» Exercise instructions:
Copying exactly, give the lines in the material below from the one with "Could you kindly annotate the spectator wearing" to the one with "Could you kindly annotate the gold", ends included, and nothing besides.
——
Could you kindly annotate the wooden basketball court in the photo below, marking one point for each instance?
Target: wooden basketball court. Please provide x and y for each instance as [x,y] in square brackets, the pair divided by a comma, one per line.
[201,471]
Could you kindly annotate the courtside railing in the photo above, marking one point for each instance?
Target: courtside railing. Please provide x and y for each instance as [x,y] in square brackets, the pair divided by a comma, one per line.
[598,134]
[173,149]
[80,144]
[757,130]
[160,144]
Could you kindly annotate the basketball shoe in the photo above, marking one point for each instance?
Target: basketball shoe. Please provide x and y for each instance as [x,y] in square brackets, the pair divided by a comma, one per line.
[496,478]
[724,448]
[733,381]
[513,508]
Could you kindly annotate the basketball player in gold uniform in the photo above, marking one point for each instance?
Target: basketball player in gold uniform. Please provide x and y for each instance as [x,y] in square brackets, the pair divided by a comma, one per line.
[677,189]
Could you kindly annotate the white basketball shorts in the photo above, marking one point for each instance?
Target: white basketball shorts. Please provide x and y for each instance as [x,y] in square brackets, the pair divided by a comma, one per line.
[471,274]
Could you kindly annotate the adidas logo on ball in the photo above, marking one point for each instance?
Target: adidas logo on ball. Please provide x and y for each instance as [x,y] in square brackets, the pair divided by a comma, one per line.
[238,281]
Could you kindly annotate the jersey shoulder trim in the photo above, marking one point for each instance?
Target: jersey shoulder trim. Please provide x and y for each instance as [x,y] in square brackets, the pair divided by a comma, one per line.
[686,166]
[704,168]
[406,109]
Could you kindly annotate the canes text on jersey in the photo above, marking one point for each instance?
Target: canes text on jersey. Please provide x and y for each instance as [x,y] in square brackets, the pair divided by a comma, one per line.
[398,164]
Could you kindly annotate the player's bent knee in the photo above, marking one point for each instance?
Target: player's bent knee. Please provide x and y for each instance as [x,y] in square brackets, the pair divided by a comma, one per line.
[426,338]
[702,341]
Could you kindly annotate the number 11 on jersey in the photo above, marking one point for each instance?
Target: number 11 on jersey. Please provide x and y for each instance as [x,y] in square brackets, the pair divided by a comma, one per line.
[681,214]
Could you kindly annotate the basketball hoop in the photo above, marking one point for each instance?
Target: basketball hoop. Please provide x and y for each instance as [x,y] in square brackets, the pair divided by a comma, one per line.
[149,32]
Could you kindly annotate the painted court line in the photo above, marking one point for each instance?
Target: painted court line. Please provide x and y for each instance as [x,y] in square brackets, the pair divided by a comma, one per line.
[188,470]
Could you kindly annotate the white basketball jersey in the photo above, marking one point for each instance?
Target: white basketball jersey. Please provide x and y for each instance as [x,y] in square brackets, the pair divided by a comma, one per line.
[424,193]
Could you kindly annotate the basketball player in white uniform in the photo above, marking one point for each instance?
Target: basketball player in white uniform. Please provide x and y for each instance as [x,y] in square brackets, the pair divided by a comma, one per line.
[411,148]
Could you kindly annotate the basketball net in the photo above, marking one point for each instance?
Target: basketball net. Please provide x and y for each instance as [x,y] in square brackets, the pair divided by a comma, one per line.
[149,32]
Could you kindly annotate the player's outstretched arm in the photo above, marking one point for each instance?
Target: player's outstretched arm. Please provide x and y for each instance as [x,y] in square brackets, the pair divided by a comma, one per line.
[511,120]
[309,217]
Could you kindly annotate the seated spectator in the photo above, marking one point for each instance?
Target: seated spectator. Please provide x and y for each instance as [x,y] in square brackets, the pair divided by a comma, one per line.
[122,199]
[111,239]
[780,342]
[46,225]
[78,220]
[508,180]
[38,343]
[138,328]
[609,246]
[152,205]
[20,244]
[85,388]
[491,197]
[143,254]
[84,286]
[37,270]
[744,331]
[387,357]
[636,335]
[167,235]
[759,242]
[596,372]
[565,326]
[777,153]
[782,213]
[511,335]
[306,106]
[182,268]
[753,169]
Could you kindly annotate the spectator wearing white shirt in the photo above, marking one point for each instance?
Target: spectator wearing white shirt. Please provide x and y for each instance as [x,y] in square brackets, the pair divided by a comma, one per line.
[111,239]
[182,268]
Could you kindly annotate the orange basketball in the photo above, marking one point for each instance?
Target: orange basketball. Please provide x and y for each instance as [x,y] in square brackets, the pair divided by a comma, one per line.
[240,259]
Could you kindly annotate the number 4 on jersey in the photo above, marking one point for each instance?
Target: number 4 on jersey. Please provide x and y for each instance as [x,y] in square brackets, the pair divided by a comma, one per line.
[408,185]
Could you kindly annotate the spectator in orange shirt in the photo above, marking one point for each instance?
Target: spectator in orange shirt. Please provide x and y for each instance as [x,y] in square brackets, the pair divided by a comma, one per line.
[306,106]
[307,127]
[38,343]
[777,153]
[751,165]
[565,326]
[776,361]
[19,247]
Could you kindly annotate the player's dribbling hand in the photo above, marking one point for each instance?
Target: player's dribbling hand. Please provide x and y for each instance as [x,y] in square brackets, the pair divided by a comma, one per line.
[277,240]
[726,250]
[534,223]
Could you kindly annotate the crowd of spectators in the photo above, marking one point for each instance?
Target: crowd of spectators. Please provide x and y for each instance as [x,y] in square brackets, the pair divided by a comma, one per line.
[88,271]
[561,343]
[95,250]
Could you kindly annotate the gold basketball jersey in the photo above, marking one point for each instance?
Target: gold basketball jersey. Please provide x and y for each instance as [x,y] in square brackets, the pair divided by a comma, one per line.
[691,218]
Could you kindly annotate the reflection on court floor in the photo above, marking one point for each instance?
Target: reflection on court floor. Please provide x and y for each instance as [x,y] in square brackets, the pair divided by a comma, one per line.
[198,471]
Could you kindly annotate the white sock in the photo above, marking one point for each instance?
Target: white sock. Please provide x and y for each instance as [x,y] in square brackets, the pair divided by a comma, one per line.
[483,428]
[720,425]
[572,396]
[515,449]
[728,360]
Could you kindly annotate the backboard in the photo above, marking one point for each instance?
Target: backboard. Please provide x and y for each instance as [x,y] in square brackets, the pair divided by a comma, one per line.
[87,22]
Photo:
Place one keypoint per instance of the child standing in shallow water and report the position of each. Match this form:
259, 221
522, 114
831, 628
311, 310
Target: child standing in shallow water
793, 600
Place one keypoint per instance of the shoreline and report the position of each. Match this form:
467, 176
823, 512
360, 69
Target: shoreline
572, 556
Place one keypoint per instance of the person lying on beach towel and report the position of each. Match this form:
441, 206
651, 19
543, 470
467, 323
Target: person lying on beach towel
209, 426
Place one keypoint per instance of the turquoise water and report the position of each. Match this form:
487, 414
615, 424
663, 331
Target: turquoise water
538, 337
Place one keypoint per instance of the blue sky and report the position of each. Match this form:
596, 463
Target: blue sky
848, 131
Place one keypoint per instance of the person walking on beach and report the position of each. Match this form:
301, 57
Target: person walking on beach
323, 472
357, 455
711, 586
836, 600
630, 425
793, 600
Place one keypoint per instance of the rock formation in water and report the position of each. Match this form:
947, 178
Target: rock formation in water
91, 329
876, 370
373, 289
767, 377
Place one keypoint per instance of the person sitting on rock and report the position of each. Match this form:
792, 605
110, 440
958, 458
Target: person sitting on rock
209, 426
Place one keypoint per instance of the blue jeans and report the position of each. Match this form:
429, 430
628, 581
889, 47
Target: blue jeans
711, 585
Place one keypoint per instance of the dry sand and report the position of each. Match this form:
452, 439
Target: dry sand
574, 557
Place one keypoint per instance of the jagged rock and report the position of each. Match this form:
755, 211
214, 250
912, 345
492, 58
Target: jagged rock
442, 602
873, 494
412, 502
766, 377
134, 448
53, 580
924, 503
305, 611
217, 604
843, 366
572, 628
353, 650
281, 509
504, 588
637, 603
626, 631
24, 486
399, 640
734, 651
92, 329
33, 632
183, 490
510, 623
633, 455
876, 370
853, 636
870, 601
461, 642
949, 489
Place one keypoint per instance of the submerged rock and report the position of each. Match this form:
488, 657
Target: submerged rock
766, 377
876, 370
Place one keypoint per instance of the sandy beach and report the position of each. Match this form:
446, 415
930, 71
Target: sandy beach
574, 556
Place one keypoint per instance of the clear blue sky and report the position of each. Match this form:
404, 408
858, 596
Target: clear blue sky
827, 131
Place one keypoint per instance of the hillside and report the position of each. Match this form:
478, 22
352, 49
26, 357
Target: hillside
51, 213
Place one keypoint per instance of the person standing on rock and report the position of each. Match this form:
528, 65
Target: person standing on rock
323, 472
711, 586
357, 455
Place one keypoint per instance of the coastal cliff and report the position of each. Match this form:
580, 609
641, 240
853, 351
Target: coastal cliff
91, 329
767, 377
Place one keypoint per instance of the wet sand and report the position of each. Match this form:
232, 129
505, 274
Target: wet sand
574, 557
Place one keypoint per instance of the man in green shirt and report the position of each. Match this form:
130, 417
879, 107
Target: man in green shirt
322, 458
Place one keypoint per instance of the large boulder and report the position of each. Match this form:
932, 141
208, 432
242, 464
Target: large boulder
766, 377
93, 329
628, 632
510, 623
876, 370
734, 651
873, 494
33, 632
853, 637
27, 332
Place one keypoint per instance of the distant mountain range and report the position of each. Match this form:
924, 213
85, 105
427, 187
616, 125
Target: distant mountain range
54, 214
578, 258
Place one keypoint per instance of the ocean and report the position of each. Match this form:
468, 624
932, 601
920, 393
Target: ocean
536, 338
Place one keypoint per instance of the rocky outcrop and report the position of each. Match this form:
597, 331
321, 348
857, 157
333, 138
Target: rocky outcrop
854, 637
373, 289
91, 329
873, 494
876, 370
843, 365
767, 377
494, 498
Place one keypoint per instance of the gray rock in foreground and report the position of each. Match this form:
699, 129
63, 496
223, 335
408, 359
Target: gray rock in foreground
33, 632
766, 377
——
» Solution below:
Could you kindly annotate the spectator wearing white shirt in the photo above, marking one point for each instance?
Target: spectator wearing white shirt. Please provide x and y for each instance as [x,y] in square brackets, the pair divided by a comma, one per line.
[111,239]
[182,268]
Could you kindly annotate the orange basketball in the photo above, marking one point for each instance?
Target: orange basketball. Please provide x and y for each instance as [x,y] in square brackets, the pair divided by a comma, one per line.
[240,259]
Could you kindly annotate the number 4 on jersey in the photo above, marking one point for each instance?
Target: number 4 on jersey. Please provide x and y for each instance as [x,y] in square brackets, the pair divided by a comma, one per line.
[408,185]
Could you kindly annotate the spectator in orange shirt in the photo above, marking one point for each instance?
Target: spectator in orange shirt. Please provide x and y for each instance as [x,y] in square brackets, the pair divided by a comma, one per line.
[306,106]
[307,127]
[38,343]
[777,153]
[751,165]
[565,326]
[776,361]
[19,247]
Could you kindly annotate the player's dribbling hand in the photo above, marking one point for each instance?
Target: player's dribbling hand. Please provide x and y for each instance as [x,y] in square brackets, the pair divided by a comma, one per line.
[277,240]
[726,250]
[534,223]
Could you kindly annotate the crowd of spectators in the photo above, marking one point for each instance?
Target: crowd of spectators. Please provide x and y for each instance as [x,y] in square brackets, the pair divided by a comma, one per line.
[88,271]
[561,343]
[95,250]
Could you kindly annotate the gold basketball jersey in the photo above, marking one point for each instance?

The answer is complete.